--- Given request 1 ---
In the mailing list post about the pthread stack problem, which function computes the base and size for the initial pthread stack?
--- Given request 2 ---
Reproduce the pthread stack post word for word, from "In pthread__initmain(), we" up to and including "user address space.".

--- Extract provided ---
:::

Subject: pthread stack problem
To: None <tech-userlevel@netbsd.org>
From: Chuck Silvers <chuq@chuq.com>
List: tech-userlevel
Date: 08/05/2004 08:05:36
--sm4nu43k4a2Rpi4c
Content-Type: text/plain; charset=us-ascii
Content-Disposition: inline

hi,

I'm looking for input on how to fix a problem in -current and 2.0
having to do with libpthread's use of the initial "main process" stack.

In pthread__initmain(), we compute the base and size that we'll use for
the initial pthread stack and pass those values to pthread__stackid_setup(),
where we use them to set t->pt_uc to an initial "safe" value.  The problem
is that the safe value isn't so safe for the initial process stack.
There are two issues:

 (1) on some platforms such as i386, the computed "base + size" includes
     the page-table-mapping, which isn't even part of the user address space.

:::

--- Data listing ---
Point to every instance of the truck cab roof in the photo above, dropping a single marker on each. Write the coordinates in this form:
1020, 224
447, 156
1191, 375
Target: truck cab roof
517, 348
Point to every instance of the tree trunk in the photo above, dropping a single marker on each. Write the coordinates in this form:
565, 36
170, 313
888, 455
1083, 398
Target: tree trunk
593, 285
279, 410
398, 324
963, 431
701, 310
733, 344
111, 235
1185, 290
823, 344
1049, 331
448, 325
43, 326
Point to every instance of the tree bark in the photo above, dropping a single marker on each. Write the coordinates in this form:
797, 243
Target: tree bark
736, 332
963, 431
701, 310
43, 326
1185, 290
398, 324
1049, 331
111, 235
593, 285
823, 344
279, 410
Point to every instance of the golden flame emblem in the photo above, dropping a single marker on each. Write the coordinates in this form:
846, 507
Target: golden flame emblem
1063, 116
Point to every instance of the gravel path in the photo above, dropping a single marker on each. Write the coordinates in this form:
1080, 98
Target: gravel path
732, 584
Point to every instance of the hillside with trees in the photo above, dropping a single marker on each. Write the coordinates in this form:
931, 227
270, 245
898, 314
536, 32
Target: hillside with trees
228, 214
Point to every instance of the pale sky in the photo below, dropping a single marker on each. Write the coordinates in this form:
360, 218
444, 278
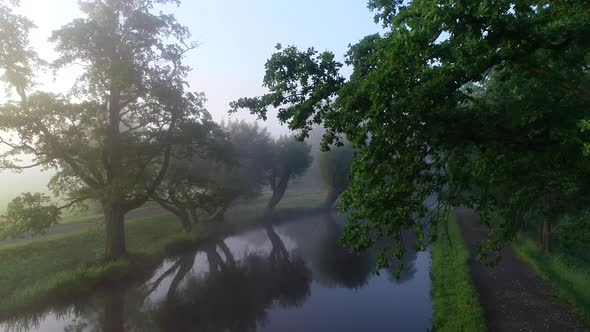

:::

--- Result 1 ---
pthread__initmain()

--- Result 2 ---
In pthread__initmain(), we compute the base and size that we'll use for
the initial pthread stack and pass those values to pthread__stackid_setup(),
where we use them to set t->pt_uc to an initial "safe" value.  The problem
is that the safe value isn't so safe for the initial process stack.
There are two issues:

 (1) on some platforms such as i386, the computed "base + size" includes
     the page-table-mapping, which isn't even part of the user address space.